#include <Wire.h>
#include <Adafruit_GFX.h>
#include <Adafruit_SH110X.h>
#include <OneWire.h>
#include <DallasTemperature.h>

#define i2c_Address 0x3C // Change this if your OLED has a different I2C address
#define SCREEN_WIDTH 128
#define SCREEN_HEIGHT 64
#define OLED_RESET -1
#define ONE_WIRE_BUS1 2 // D2 pin for the first DS18B20 sensor
#define ONE_WIRE_BUS2 7 // D7 pin for the second DS18B20 sensor
#define FAN1_PIN 3      // D3 pin for FAN1
#define FAN2_PIN 4      // D4 pin for FAN2
#define OVERRIDE_FAN1_PIN 5 // D5 pin for overriding FAN1 (pulled to ground to activate)
#define OVERRIDE_FAN2_PIN 6 // D6 pin for overriding FAN2 (pulled to ground to activate)

- [RECORDED INFORMATION]
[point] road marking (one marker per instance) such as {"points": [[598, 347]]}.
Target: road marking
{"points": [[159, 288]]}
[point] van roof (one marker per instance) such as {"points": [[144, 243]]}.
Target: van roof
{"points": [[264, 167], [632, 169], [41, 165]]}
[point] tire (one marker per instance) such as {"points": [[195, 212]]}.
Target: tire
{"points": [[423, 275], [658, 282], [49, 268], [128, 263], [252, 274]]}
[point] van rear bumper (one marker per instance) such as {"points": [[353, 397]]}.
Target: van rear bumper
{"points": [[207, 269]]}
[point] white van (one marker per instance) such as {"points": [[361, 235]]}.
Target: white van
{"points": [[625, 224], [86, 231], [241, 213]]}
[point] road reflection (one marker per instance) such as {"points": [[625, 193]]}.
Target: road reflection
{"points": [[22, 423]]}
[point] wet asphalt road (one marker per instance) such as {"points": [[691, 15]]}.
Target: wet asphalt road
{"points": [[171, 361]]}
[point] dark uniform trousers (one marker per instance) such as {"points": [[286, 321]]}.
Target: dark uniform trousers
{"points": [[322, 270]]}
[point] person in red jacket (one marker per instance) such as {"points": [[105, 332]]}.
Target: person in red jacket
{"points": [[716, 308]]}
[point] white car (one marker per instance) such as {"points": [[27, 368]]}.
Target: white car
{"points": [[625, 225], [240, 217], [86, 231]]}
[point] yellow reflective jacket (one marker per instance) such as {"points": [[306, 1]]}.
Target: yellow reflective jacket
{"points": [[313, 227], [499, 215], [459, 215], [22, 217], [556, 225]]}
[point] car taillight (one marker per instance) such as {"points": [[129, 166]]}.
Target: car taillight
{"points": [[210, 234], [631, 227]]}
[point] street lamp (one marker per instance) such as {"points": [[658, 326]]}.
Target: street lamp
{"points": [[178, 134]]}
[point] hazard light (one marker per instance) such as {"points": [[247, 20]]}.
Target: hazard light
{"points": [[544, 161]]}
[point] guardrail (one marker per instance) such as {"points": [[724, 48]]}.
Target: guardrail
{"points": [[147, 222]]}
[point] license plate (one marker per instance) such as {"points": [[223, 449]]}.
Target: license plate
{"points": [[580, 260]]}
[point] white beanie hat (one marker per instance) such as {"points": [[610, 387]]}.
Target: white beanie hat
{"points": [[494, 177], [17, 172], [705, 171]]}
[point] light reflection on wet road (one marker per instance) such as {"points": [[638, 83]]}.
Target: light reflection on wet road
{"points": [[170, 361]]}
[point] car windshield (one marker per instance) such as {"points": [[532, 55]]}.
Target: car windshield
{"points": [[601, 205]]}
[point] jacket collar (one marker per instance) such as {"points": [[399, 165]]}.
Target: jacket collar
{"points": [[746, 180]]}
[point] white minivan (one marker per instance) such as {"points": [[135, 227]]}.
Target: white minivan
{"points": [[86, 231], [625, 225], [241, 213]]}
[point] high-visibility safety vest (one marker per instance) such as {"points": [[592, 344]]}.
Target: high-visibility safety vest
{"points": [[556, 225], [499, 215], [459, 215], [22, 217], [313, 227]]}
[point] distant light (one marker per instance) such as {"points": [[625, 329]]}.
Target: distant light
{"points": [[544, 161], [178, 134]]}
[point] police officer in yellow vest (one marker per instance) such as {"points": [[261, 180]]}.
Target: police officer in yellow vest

- [EXERCISE SET]
**A)** According to the code, which pin does the second DS18B20 sensor use?
**B)** Copy the rows exactly, starting with the line that contains "[point] police officer" and going on through the last line of the rows.

- [ANSWERS FOR THE EXERCISE]
**A)** D7 (pin 7)

**B)**
[point] police officer in yellow vest (one marker per instance) such as {"points": [[261, 180]]}.
Target: police officer in yellow vest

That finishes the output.